Liquid Fertilizer Mixing Compatibility – What You Should Know
Robert Mullen, Ph.D.
Director of Agronomy
To say Dr. Robert Mullen is passionate about agriculture would be an understatement. He holds a Bachelor of Science degree in ag business from Cameron University, along with a Master of Science degree in plant and soil science and a Ph.D. in soil science from Oklahoma State University. In addition, Dr. Mullen has been published in a variety of scientific and trade journals. But it’s not just his academic accomplishments that make him unique. It’s his unwavering ability to take complex data and — in simple terms — explain how it impacts a farmer’s bottom line. Dr. Mullen delivers the kind of insightful observations that can lead to a more profitable business. As a leading agronomy expert, Dr. Mullen has a goal to further educate farmers on best management practices that improve their yields and maximize their return on investment.
Blending liquid fertilizer materials can be an effective way to put multiple nutrients into a single fertilizer blend. The question is – what liquid materials are compatible? Additionally, can one test liquid blends to determine whether potential incompatibilities exist?

■ ■ ■

| Assigned task 1 |
Name every academic degree that the page on liquid fertilizer mixing compatibility says Dr. Robert Mullen holds, including the field of each.
| Assigned task 2 |
Carry on the page on liquid fertilizer mixing compatibility from its final sentence.
The listing that comes next has no connection to the page on liquid fertilizer mixing compatibility.

■ ■ ■

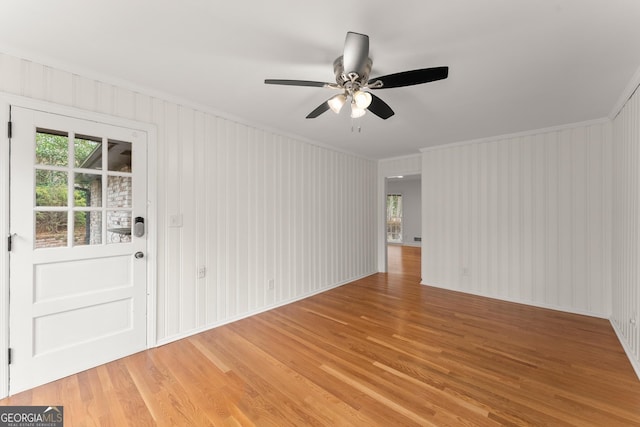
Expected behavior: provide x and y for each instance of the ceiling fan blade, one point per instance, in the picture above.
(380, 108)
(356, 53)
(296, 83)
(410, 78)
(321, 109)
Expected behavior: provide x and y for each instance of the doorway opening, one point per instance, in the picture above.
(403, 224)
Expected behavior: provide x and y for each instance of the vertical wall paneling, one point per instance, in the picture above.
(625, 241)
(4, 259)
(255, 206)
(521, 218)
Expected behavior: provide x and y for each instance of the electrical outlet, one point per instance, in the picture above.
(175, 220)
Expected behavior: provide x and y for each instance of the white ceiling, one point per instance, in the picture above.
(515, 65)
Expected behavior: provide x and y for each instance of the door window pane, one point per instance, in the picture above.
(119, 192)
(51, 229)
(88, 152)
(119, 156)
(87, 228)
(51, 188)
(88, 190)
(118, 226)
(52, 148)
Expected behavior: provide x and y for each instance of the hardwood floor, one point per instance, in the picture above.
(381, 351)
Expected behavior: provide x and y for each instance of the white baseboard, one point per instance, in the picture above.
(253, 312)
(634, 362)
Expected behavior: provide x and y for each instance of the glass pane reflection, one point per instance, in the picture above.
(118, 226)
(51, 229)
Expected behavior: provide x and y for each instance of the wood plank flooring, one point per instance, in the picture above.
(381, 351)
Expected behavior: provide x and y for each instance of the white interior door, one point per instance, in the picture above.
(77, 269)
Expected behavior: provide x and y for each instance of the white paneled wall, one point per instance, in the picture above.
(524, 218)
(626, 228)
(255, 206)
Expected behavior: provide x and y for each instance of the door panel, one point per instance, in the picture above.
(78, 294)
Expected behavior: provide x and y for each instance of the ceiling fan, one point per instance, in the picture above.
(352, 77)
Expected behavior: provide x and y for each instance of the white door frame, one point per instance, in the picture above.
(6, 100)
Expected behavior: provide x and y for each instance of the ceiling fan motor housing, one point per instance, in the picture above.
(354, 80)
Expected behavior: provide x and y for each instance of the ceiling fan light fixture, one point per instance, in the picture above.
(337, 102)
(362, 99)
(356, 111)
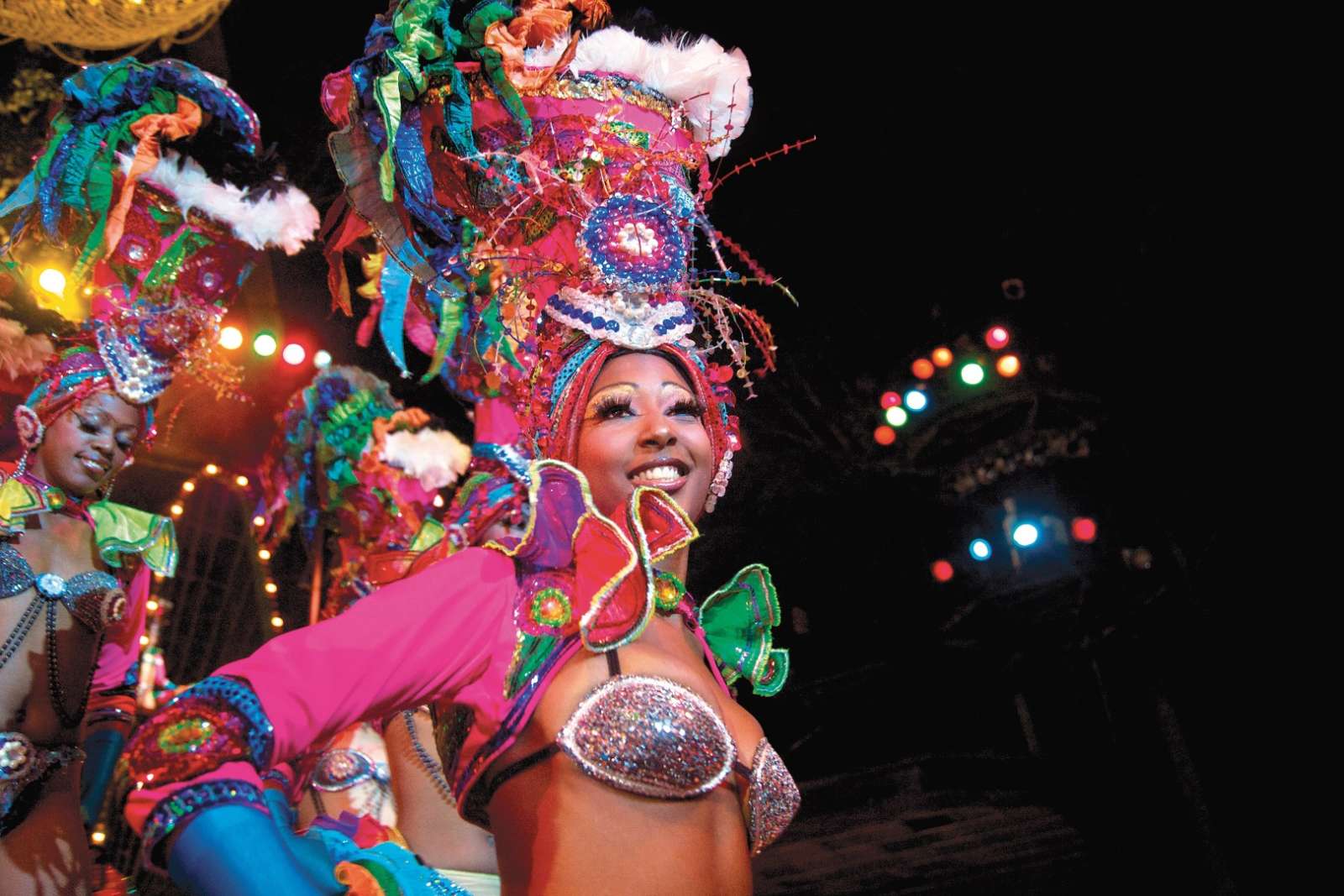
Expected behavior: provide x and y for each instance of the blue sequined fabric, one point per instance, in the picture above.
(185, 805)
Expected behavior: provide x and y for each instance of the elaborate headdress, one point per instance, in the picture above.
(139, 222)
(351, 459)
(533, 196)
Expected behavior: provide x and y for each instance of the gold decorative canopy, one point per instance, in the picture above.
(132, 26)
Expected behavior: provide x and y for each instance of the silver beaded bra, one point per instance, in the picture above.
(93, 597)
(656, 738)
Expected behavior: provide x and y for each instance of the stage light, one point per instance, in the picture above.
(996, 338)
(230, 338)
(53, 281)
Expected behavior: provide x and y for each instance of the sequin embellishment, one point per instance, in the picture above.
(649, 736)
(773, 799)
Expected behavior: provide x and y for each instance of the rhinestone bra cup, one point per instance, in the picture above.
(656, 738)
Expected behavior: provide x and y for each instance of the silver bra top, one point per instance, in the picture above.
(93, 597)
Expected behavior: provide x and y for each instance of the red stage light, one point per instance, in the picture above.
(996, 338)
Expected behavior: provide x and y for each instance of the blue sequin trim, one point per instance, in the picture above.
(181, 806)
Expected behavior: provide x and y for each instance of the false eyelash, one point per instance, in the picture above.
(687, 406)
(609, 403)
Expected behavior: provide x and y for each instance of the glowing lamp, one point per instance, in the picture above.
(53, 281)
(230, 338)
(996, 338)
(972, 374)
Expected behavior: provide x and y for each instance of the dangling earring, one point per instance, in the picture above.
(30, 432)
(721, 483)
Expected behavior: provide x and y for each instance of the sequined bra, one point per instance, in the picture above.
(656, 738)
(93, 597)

■ ■ ■

| Task output 1 |
- Bachelor of Science in ag business
- Master of Science in plant and soil science
- Ph.D. in soil science

| Task output 2 |
Liquid fertilizer blend compatibility is typically dictated by how much salt will stay in solution. When salt concentration gets too high, salt no longer stays in solution and solids (precipitates) will form. Figure 1 provides some general guidelines for certain liquid fertilizer blends. For example, one can see that most pure nitrogen solutions are compatible with other pure nitrogen solutions, but solutions containing phosphates, sulfur, and/or calcium have more potential for undesirable reactions. Phosphorus and calcium solutions are particularly problematic as are calcium and sulfur combinations as those mixtures form insoluble or only slowly soluble minerals.
Green cells that represent the intersection of two liquid fertilizers indicate that blends of those materials are considered compatible. Intersections of fertilizer materials that produce a yellow cell indicate limited compatibility. Limited compatibility does not necessarily mean that stable blends cannot be manufactured, but it does mean that special attention should be paid to the solubility of the mixture. So, for example, the blend may be stable, but only a specific fraction of the two materials can be successfully mixed.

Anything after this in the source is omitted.